### What is being asked
Among the entries, find the lines with the string "fish" and copy them.

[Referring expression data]
↓↓↓

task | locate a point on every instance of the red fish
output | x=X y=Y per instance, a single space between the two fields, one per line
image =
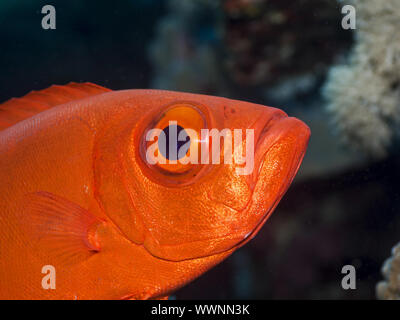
x=79 y=197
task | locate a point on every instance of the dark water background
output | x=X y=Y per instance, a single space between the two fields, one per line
x=341 y=209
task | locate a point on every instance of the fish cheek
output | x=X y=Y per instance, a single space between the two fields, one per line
x=231 y=190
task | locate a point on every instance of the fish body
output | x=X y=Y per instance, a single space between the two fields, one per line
x=78 y=194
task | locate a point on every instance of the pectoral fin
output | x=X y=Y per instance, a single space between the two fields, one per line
x=59 y=228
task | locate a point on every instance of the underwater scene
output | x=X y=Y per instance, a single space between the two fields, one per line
x=116 y=118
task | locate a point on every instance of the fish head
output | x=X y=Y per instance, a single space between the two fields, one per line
x=186 y=209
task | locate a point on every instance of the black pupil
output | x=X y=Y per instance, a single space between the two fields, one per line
x=170 y=134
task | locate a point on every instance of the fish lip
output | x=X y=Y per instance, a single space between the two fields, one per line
x=296 y=161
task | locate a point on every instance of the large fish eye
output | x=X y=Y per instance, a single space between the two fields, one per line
x=179 y=147
x=172 y=143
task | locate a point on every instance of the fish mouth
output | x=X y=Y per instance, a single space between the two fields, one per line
x=280 y=142
x=278 y=133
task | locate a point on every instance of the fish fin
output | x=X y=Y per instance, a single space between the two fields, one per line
x=59 y=228
x=18 y=109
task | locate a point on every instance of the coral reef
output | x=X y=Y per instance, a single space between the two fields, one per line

↑↑↑

### Final answer
task | locate a point on every instance of the red fish
task | locate a point on every instance of the fish cheek
task | locate a point on every instance of the fish body
task | locate a point on every instance of the fish head
task | locate a point on every instance of the fish lip
task | locate a point on every instance of the large fish eye
task | locate a point on every instance of the fish mouth
task | locate a point on every instance of the fish fin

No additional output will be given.